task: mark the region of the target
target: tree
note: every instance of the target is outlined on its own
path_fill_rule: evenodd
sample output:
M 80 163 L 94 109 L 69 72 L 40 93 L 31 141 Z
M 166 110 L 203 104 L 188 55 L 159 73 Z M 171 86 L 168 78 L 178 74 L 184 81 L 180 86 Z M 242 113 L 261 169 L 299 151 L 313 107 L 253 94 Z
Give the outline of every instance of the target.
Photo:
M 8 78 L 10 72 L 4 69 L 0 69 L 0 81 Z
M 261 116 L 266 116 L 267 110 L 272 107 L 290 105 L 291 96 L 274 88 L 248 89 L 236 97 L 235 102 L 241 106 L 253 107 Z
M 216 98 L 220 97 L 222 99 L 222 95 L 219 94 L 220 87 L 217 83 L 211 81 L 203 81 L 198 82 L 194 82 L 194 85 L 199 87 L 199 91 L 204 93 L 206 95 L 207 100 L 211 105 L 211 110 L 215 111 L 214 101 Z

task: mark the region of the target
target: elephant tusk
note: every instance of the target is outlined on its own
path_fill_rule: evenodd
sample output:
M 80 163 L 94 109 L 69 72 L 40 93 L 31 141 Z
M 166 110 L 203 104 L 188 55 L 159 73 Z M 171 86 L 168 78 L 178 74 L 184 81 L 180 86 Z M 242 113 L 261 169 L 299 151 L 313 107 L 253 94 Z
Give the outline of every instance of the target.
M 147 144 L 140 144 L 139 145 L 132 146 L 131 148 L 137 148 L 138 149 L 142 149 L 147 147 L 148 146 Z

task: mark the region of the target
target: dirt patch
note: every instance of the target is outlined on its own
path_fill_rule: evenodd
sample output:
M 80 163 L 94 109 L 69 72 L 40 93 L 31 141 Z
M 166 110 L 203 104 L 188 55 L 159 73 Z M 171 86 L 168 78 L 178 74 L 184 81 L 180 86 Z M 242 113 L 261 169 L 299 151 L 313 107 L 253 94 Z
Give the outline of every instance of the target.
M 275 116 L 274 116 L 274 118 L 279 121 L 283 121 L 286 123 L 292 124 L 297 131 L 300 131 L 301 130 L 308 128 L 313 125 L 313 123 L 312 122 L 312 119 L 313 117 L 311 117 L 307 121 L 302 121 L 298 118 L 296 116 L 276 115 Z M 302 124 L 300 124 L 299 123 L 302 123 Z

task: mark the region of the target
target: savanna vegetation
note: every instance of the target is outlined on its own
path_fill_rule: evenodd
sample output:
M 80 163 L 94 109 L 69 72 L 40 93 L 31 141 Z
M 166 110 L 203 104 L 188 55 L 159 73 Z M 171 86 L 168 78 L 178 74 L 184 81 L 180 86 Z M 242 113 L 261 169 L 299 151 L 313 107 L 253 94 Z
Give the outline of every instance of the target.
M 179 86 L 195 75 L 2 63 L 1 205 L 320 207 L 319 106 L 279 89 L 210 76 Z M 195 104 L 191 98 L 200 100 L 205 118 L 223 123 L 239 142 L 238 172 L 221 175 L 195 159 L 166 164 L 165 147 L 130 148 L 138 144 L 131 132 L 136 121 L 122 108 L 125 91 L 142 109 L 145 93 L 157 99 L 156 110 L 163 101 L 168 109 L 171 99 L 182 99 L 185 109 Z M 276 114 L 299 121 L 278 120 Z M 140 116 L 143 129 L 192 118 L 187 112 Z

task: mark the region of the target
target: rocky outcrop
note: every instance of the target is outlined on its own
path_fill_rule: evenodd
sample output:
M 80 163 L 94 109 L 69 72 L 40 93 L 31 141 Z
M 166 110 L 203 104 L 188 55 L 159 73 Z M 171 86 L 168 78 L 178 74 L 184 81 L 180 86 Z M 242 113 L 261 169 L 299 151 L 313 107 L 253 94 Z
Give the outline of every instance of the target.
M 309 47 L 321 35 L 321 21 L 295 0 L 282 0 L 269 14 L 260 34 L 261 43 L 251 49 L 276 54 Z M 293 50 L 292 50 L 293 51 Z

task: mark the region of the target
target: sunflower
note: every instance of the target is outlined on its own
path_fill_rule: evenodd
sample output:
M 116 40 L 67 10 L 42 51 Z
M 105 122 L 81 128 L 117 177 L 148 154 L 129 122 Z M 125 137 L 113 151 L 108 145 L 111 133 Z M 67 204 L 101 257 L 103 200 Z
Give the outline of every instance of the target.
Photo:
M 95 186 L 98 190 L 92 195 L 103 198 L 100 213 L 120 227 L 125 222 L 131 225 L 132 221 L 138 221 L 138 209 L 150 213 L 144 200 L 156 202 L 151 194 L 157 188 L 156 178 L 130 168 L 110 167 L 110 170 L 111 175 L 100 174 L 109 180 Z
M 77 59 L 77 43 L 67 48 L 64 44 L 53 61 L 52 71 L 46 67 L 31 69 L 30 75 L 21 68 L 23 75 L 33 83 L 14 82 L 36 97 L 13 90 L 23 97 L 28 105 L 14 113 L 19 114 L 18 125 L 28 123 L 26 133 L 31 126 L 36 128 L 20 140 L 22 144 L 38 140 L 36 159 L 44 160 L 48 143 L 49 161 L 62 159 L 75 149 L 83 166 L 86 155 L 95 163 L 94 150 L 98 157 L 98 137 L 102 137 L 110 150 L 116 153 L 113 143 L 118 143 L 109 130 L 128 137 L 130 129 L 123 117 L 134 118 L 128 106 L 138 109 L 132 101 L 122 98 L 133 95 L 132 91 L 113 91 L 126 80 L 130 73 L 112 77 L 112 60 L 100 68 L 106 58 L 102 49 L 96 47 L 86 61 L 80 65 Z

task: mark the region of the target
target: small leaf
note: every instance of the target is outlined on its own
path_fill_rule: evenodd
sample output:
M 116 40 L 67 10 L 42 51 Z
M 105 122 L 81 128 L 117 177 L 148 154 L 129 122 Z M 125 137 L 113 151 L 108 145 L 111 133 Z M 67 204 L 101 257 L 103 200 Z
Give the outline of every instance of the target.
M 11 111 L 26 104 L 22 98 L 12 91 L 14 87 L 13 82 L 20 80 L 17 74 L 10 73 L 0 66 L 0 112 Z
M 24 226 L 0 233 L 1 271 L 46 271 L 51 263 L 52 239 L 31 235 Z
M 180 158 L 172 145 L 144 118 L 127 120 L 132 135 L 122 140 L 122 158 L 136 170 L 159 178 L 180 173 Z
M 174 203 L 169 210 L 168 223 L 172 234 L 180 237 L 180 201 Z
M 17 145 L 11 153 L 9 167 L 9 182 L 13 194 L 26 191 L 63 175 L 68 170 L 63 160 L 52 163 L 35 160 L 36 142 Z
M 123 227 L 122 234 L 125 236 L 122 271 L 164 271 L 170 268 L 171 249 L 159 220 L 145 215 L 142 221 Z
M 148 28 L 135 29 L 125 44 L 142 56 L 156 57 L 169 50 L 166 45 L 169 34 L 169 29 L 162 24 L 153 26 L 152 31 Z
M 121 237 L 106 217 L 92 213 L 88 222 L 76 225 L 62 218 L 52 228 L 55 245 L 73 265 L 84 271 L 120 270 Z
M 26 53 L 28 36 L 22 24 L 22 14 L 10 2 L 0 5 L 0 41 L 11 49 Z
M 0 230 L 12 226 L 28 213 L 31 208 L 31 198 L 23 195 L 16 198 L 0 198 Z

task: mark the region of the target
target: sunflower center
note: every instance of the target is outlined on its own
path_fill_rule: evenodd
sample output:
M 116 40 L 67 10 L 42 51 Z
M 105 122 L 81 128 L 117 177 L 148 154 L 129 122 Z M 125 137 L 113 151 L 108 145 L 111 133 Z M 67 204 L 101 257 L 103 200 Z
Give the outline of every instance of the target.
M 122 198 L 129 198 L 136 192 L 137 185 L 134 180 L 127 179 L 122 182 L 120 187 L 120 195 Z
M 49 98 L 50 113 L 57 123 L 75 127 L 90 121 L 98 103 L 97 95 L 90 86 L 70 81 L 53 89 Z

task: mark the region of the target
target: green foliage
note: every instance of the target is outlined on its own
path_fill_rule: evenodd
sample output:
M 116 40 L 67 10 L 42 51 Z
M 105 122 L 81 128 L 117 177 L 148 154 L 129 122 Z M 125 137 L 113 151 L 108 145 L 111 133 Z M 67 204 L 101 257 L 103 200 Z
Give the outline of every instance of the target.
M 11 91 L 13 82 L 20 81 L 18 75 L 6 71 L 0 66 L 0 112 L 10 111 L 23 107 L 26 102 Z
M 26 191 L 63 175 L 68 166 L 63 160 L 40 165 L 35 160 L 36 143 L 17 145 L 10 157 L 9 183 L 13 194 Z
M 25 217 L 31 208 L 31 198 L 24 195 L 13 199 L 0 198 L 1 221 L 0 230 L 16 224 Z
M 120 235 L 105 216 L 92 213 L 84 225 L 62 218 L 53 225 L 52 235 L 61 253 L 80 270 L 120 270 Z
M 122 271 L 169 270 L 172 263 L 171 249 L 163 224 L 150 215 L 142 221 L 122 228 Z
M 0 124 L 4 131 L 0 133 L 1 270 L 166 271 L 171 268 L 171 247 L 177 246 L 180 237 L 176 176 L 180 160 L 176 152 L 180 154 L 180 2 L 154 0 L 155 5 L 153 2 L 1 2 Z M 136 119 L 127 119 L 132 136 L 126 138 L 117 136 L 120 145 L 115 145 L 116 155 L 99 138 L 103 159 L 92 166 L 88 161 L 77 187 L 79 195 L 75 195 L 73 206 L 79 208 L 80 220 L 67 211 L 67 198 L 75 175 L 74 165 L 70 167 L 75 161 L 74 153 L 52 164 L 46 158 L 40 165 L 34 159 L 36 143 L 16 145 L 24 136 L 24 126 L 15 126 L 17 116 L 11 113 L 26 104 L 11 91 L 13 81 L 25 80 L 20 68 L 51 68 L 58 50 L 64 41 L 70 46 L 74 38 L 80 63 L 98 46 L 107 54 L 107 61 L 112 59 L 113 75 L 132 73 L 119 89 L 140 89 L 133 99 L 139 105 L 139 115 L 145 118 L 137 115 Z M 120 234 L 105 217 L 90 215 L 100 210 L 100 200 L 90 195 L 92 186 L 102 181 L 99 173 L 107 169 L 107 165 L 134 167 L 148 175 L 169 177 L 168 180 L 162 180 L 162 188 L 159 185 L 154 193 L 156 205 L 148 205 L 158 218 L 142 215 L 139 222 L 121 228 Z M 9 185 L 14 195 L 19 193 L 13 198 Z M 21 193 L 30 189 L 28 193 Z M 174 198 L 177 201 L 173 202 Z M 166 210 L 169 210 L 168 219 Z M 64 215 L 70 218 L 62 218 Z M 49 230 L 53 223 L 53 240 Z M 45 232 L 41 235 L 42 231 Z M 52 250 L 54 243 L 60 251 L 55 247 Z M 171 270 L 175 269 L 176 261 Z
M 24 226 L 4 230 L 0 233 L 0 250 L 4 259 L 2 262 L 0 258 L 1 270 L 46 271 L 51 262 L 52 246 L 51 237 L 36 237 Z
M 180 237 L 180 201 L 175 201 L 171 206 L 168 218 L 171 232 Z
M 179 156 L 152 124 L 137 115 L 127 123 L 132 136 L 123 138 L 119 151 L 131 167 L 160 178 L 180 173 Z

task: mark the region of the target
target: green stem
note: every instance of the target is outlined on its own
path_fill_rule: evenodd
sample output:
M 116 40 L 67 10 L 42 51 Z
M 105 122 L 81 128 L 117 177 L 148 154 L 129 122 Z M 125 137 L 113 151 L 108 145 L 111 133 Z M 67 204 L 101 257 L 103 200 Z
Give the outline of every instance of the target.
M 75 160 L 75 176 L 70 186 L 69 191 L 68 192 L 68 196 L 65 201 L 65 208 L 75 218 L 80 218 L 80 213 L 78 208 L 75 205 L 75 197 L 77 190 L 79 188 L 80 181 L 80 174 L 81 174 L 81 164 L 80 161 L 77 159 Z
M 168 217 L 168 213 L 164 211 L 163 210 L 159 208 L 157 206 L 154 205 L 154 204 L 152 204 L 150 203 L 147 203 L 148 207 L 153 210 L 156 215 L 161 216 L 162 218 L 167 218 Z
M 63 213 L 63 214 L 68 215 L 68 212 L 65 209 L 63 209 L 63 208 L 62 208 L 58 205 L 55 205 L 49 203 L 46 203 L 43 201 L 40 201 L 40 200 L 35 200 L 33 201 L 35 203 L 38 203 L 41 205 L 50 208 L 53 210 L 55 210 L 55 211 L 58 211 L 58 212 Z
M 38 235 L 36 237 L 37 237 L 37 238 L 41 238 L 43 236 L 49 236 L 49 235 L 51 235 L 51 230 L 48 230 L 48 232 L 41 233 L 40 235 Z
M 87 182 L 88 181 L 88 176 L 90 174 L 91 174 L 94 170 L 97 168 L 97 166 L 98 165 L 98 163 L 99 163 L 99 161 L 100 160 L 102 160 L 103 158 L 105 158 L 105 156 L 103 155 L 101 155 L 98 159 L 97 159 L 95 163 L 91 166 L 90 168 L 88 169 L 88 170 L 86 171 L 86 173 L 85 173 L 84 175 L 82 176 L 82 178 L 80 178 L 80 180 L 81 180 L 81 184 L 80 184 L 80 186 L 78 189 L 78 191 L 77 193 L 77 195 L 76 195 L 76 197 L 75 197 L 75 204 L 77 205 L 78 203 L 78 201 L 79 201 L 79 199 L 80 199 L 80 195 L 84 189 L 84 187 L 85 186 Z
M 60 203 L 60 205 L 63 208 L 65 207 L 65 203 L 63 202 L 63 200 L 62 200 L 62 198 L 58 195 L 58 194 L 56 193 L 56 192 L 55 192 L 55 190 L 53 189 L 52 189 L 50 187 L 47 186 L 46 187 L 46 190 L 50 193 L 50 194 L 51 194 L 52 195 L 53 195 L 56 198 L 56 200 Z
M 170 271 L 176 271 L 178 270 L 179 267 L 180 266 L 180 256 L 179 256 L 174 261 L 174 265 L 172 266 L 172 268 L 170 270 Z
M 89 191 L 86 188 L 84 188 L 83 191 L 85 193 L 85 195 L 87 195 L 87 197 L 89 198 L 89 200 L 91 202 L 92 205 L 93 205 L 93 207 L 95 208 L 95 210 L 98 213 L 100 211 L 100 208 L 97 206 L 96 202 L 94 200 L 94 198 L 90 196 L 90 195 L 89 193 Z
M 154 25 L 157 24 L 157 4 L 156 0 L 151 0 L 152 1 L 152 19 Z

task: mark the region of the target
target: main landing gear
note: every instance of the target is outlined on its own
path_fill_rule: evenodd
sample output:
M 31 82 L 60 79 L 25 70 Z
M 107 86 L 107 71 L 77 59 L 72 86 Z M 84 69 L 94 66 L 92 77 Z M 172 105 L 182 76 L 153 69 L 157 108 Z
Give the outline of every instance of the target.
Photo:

___

Repeat the material word for word, from its first line through the line that contains "M 147 144 L".

task: mark the region of the target
target: tree
note: every instance of the target is outlined on its own
path_fill_rule: evenodd
sample output:
M 80 163 L 94 109 L 69 72 L 40 93 L 31 141 Z
M 166 110 L 203 104 L 188 55 L 159 73 Z M 171 86 L 168 78 L 178 74 L 184 81 L 180 86 Z M 242 113 L 261 169 L 299 151 L 313 107 L 253 94 Z
Give the outline of every instance of the target.
Photo:
M 8 78 L 10 72 L 4 69 L 0 69 L 0 81 Z
M 261 116 L 266 116 L 267 110 L 272 107 L 290 105 L 291 96 L 274 88 L 248 89 L 236 97 L 235 102 L 241 106 L 253 107 Z
M 216 98 L 220 97 L 222 99 L 222 95 L 219 94 L 220 87 L 217 83 L 211 81 L 203 81 L 198 82 L 194 82 L 194 85 L 199 87 L 199 91 L 204 93 L 206 95 L 207 100 L 211 105 L 211 110 L 215 111 L 214 101 Z

task: mark the region of the target
target: elephant tusk
note: every instance of the target is outlined on its own
path_fill_rule: evenodd
sample output:
M 80 163 L 94 109 L 69 72 L 40 93 L 31 141 Z
M 166 110 L 203 104 L 188 55 L 159 73 Z M 171 86 L 168 78 L 178 74 L 184 81 L 180 86 Z M 242 113 L 261 169 L 299 151 L 313 107 L 253 94 Z
Give the outline of every instance of the target.
M 147 144 L 140 144 L 139 145 L 132 146 L 131 148 L 137 148 L 138 149 L 142 149 L 147 147 L 148 146 Z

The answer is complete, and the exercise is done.